## Document text
*** Block opens ***

The current research goal of our laboratory is to understand the mechanisms behind bacteriocin production and its role in influencing microbial dynamics. Bacteriocins are a large class of ribosomally synthesized peptides produced by bacteria that encompass an enormous range of structure and function. Although bacteriocins have been historically investigated for their potential antimicrobial activities, recent efforts in genomics and natural product discovery have led to a tremendous ‘explosion’ in the sheer number and diversity of bacteriocins from the prokaryotic domain. It has been estimated that all bacteria and Archaea produce at least one, if not multiple bacteriocin-like peptides, that have diverse activities ranging from antimicrobial, anti-viral, anti-parasitic compounds, to host virulence factors, to bacterial signaling molecules that mediate polymicrobial dynamics and multicellular behaviors such as biofilm formation.
A primary focus in our lab is to gain a better understanding of the role of bacteriocin-like cytotoxins produced by bacterial pathogens in influencing host disease. As a model, we focus on the ribosomally produced peptide toxin, Streptolysin S, produced by the Gram-positive human pathogen, Group A Streptococcus. Although historically investigated as a powerful cytolysin, recent findings have indicated that Streptolysin S and related toxins may also alter host cell processes at various points during the infection process. Insights into how the Streptolysin S alters host immunity will guide the development of novel therapeutics, as well as vaccine strategies for treatment and prevention of diseases caused by Group A Streptococcus, as this pathogen is responsible for an estimated 18 millions cases of severe disease each year.
Efforts in our laboratory involve important multidisciplinary avenues-- genomic and biochemical approaches for the identification of bacteriocin candidates, as well as molecular and microbiology-based approaches to better understand how microorganisms biosynthesize and utilize these bacteriocins in the context of host pathogenesis, immunity and polymicrobial interactions.

*** Block closes ***

## Recorded data
*** Block opens ***

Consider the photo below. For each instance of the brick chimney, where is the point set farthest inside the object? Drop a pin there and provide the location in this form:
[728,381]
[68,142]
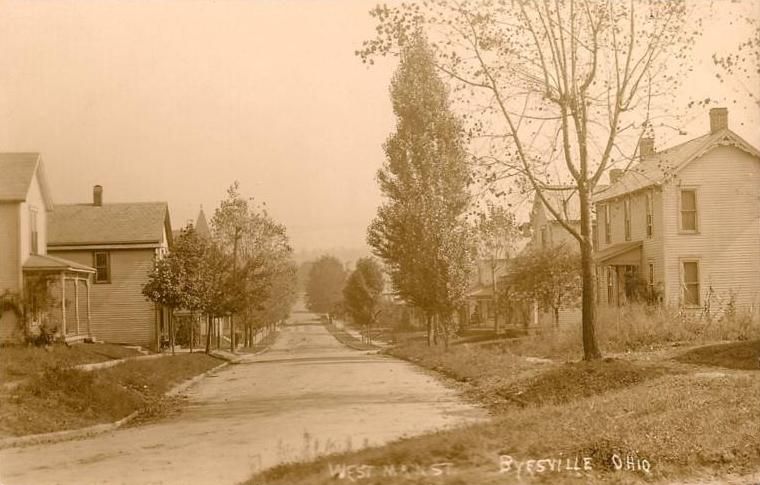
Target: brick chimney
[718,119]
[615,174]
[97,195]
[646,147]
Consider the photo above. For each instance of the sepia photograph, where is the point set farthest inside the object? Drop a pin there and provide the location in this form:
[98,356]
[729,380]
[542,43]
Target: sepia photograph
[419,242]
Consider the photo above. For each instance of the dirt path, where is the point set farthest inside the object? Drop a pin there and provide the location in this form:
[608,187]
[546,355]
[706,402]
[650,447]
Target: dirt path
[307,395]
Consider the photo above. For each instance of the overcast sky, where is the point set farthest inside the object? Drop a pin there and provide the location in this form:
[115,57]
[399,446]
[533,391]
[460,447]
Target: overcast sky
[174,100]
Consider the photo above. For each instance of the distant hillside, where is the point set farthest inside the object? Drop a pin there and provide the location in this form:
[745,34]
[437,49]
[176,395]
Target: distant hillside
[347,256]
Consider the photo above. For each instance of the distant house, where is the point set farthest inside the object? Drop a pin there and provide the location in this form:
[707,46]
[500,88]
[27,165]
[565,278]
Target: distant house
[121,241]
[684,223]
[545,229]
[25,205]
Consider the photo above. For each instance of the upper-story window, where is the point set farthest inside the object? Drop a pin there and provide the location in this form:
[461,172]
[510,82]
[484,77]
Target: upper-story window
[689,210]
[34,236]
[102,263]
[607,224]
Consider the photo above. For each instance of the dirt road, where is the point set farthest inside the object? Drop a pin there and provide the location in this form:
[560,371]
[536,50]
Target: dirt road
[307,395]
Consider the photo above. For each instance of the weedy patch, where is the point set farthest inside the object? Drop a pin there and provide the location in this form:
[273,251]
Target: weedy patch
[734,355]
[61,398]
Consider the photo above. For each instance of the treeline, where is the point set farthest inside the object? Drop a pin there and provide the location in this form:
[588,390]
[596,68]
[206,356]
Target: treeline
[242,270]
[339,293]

*** Block closes ***

## Activity 1
Answer from the research overview, one line each:
(a) What kind of molecules are bacteriocins described as?
(b) Which toxin does the lab use as its model?
(c) Which approaches are named for identifying bacteriocin candidates?
## Activity 2
List every type of approach that the research overview names in its final paragraph.

## Written reply 1
(a) Ribosomally synthesized peptides produced by bacteria
(b) Streptolysin S, produced by Group A Streptococcus
(c) Genomic and biochemical approaches

## Written reply 2
Genomic, biochemical, molecular, microbiology-based